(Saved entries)
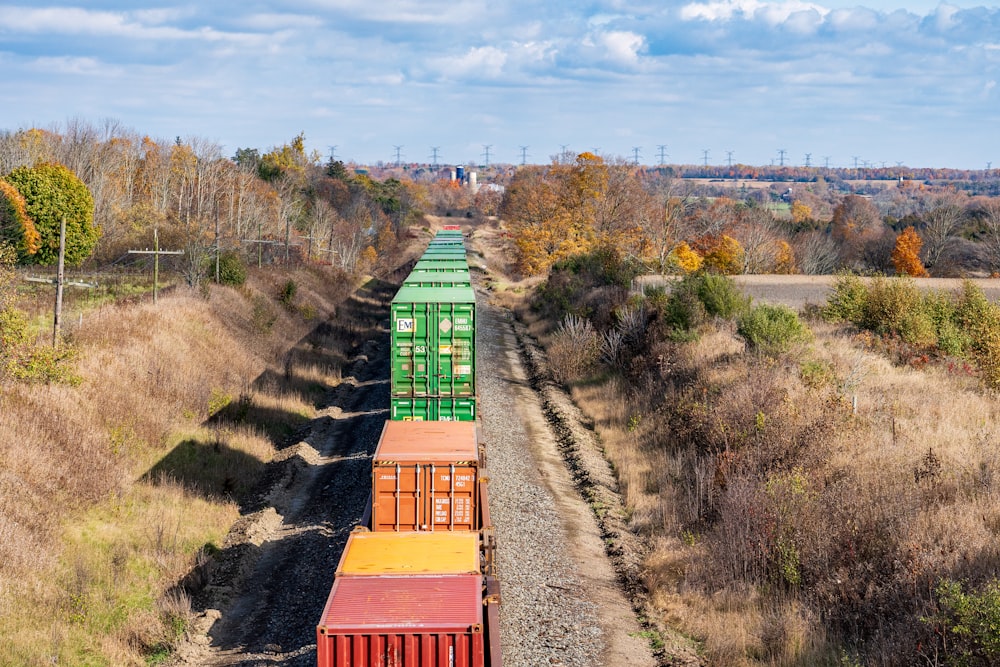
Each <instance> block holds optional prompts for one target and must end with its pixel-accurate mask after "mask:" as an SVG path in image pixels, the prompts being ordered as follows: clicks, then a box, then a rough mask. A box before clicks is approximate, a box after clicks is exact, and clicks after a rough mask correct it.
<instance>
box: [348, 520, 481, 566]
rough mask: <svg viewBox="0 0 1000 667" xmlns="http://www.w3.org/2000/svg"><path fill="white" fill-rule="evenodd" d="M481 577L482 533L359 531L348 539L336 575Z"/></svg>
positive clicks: (352, 534) (457, 532) (453, 532)
mask: <svg viewBox="0 0 1000 667" xmlns="http://www.w3.org/2000/svg"><path fill="white" fill-rule="evenodd" d="M398 574H480V566H479V534H478V533H472V532H444V531H441V532H433V533H431V532H426V533H395V532H378V533H367V532H356V533H351V534H350V535H349V536H348V538H347V546H345V547H344V555H343V556H341V558H340V565H339V566H338V567H337V576H338V577H340V576H358V575H398Z"/></svg>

_WHAT THE TASK REQUIRES_:
State in a single number how many lines in the data include the word "instance".

_REPLY TO THE TASK_:
2